*EXERCISE*: Report each line in the records below that contains the word "house", and copy the whole line. The match is case-sensitive.

*EXERCISE DATA*:
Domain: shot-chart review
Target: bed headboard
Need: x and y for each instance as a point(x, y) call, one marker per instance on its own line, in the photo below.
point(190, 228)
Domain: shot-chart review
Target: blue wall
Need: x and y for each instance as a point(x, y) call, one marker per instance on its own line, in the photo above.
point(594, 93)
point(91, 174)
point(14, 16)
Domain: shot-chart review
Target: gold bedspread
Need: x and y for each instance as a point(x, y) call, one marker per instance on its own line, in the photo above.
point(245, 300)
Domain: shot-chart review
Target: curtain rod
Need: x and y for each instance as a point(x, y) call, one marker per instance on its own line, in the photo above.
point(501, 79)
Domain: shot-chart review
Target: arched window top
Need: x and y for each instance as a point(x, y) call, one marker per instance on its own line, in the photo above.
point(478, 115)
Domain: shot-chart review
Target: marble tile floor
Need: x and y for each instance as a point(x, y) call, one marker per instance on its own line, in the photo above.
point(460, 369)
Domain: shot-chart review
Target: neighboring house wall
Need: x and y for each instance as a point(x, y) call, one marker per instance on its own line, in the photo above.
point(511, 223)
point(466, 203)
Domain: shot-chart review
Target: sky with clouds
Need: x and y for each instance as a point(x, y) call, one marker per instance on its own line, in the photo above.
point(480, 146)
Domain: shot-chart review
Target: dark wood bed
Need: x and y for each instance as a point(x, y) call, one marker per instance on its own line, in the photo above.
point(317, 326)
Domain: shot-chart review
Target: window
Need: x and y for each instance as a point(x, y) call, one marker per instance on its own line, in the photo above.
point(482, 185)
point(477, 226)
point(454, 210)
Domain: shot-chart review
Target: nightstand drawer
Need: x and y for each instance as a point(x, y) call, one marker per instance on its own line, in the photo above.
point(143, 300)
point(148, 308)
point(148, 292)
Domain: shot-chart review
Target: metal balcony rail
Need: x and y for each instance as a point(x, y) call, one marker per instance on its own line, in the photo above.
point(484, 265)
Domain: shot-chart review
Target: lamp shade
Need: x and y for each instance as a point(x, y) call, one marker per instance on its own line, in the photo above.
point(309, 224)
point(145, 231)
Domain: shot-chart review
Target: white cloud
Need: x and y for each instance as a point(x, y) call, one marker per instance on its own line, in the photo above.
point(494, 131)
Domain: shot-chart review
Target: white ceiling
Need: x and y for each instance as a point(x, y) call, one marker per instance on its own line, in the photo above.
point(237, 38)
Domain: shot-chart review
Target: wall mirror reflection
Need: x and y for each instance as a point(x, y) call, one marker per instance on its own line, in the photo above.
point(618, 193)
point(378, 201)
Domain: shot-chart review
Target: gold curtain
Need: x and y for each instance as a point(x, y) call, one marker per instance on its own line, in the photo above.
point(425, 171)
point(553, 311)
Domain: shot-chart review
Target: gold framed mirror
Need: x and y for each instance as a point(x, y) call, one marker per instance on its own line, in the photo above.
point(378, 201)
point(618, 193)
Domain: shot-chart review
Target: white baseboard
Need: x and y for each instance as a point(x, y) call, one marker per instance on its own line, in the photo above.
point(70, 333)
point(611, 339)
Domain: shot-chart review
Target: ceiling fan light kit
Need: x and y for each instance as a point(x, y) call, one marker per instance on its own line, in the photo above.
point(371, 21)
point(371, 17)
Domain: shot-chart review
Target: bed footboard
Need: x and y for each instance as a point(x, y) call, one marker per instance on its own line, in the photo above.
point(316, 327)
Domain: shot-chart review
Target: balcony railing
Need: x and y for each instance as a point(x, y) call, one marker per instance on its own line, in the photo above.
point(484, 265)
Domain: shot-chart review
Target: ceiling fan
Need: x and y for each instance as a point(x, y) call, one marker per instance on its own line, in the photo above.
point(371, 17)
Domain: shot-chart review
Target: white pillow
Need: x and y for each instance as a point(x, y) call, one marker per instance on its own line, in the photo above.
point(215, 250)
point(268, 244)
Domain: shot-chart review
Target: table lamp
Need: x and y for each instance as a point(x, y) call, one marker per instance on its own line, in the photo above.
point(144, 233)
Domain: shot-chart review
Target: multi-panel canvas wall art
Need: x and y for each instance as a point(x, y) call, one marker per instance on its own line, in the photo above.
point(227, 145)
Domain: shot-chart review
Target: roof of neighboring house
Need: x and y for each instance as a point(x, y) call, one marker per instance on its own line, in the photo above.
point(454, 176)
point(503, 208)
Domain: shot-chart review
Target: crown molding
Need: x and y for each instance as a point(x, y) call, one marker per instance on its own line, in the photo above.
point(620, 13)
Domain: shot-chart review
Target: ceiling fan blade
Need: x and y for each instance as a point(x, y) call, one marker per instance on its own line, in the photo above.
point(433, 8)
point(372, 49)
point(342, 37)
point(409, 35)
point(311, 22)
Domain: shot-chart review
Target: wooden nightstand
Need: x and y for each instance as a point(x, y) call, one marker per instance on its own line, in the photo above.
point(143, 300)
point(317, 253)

*EXPECTED OUTPUT*:
Target: neighboring house wall
Target: roof of neighboring house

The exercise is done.